#### Provided records
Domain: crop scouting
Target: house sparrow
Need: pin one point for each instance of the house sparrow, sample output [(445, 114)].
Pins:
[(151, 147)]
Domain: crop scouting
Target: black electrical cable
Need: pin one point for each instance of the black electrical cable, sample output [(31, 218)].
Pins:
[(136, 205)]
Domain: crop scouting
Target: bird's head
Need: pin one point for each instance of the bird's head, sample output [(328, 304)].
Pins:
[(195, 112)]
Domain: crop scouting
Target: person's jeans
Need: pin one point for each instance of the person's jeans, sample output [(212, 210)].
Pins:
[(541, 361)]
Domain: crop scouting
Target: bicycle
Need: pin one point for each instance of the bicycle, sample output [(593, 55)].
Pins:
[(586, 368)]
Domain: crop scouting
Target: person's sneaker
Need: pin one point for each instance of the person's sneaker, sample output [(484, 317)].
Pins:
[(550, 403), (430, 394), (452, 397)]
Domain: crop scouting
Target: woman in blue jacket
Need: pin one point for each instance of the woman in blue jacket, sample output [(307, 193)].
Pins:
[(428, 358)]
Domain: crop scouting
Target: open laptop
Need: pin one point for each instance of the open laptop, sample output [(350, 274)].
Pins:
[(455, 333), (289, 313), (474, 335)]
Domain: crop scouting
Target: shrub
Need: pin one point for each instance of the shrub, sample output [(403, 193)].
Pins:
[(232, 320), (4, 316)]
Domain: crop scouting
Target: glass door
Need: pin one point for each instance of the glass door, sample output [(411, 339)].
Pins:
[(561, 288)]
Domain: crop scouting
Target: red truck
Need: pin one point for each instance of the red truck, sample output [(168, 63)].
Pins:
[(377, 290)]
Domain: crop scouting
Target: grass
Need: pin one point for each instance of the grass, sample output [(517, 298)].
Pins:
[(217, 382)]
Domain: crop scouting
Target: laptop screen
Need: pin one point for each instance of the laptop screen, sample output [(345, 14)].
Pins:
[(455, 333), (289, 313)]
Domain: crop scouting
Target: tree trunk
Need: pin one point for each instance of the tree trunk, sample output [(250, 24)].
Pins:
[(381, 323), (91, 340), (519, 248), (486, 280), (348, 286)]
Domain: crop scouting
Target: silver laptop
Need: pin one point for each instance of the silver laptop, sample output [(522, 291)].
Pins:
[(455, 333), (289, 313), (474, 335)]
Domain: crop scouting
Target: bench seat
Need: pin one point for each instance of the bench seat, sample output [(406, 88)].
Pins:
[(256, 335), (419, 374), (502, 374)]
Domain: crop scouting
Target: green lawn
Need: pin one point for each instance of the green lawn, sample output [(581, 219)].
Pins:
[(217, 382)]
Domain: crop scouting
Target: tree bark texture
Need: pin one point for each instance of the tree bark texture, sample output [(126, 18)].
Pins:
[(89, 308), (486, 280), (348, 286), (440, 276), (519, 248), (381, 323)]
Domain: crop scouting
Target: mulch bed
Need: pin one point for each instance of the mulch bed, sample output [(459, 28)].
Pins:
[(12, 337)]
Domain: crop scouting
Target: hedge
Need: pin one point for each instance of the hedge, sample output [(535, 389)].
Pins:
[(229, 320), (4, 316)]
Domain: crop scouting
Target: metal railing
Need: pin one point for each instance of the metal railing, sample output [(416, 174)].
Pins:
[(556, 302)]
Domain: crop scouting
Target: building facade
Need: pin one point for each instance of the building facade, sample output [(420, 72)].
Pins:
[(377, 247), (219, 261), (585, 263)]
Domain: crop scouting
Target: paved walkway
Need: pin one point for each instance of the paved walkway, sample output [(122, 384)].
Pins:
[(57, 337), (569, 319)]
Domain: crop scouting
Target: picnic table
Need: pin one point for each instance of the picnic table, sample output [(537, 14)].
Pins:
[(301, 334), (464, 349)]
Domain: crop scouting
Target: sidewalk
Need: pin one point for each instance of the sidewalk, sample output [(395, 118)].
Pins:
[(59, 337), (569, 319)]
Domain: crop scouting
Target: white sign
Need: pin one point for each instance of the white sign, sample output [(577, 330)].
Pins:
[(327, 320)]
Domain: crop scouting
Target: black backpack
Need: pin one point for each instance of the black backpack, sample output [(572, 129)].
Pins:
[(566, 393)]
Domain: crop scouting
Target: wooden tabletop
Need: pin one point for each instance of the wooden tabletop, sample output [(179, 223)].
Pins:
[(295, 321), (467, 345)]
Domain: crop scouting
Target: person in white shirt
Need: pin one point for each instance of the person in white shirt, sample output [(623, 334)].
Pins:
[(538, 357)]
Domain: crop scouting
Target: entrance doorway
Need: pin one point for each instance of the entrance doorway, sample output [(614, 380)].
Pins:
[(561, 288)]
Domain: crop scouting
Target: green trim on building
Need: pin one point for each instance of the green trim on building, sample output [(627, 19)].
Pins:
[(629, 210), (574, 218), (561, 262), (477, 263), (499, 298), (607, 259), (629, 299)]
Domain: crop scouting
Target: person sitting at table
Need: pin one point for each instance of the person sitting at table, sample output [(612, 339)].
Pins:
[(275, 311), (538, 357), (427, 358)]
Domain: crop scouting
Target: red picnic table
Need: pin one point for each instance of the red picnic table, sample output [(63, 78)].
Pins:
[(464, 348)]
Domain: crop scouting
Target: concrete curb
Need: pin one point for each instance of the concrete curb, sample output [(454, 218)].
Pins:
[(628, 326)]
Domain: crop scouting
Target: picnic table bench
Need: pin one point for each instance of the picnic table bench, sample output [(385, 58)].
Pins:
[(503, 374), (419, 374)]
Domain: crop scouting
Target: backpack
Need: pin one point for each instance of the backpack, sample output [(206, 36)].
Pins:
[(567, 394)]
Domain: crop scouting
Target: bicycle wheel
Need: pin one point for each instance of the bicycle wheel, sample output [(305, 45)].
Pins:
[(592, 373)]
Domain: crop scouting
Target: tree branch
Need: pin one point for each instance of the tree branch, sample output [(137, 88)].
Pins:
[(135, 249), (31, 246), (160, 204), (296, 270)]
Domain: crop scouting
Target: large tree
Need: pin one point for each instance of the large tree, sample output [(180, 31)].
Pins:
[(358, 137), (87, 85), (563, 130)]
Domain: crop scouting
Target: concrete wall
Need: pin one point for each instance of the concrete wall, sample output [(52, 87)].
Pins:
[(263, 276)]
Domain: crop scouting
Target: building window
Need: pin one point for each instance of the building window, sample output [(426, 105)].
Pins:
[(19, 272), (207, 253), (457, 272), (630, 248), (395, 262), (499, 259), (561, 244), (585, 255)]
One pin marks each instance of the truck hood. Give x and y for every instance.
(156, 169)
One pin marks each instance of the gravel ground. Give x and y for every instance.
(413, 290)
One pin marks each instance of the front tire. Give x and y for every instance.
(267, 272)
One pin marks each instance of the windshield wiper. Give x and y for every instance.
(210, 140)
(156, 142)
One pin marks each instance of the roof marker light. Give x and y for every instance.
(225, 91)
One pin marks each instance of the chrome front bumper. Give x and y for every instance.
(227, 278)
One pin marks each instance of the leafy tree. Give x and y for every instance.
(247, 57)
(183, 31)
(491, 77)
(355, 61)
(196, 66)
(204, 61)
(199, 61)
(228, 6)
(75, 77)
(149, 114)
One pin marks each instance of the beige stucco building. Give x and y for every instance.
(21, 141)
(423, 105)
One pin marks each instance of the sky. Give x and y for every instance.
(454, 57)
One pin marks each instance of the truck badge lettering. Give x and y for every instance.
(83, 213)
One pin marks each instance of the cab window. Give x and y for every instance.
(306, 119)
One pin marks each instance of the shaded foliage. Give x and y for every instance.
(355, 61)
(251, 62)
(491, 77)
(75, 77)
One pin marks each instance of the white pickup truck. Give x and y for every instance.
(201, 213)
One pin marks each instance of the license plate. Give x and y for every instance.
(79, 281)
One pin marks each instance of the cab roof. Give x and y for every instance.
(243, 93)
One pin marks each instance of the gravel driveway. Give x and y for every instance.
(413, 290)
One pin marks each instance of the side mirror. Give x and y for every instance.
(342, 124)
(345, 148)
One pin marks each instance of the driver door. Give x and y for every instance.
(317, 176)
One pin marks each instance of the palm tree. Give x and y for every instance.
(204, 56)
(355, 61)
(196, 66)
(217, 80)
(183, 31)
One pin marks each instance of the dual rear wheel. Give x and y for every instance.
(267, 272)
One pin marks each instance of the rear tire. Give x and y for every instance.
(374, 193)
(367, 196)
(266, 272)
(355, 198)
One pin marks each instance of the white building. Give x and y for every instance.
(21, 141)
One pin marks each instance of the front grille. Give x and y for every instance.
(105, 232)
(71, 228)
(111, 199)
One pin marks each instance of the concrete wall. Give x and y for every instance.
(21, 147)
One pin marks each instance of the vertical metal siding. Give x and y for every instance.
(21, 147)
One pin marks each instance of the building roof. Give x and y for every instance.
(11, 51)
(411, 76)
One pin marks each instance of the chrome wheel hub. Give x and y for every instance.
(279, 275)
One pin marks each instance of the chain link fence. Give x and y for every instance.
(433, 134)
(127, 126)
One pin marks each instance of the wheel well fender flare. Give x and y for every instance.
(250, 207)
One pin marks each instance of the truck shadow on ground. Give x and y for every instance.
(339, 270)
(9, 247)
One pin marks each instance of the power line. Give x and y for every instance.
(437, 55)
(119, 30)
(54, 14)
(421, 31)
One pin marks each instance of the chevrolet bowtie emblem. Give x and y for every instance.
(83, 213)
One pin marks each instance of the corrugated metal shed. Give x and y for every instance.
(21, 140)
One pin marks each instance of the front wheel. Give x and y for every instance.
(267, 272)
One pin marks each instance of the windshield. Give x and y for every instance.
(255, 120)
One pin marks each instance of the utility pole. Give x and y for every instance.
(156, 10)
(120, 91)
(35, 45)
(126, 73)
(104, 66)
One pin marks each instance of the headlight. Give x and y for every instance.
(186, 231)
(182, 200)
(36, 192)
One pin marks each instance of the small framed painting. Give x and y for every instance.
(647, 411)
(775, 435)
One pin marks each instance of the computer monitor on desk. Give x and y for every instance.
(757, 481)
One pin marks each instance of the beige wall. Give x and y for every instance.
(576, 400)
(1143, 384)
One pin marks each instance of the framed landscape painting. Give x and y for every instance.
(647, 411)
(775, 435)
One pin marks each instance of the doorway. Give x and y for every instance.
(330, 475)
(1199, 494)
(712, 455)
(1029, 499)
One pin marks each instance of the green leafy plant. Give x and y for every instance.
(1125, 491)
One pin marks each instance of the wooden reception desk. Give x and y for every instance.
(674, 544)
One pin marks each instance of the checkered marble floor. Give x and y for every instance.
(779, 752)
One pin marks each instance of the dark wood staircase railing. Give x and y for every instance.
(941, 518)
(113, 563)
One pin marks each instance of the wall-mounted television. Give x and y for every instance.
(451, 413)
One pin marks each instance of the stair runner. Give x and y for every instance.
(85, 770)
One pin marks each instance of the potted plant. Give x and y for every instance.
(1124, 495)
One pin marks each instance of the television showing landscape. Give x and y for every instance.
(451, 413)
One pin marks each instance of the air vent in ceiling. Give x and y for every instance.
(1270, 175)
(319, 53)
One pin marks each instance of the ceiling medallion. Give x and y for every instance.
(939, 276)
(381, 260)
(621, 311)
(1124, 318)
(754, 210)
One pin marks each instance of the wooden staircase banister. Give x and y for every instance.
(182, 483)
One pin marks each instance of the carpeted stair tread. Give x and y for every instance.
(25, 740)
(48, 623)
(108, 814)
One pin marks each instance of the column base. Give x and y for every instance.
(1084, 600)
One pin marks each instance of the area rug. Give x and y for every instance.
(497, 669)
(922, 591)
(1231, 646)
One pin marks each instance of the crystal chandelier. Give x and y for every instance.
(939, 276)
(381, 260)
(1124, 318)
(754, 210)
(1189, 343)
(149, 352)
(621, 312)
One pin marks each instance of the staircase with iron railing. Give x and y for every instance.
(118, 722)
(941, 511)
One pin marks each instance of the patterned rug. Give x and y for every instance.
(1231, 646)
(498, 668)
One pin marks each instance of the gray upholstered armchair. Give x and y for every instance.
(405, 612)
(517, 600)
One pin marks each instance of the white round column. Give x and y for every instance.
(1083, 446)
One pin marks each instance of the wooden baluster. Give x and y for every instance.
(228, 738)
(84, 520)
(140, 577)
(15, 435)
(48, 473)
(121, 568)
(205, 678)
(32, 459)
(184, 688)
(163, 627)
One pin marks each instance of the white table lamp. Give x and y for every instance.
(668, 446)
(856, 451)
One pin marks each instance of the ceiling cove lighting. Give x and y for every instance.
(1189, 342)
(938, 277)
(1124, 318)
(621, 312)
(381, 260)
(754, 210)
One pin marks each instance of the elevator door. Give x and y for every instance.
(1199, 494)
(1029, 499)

#### What you should do
Turn the lines above into a numbered list, from the line containing "One pin marks each instance of the elevator" through the final line, and leave out any blank lines.

#### The solution
1. One pin marks each instance of the elevator door. Give x and y for every instance.
2. (1199, 494)
3. (1029, 499)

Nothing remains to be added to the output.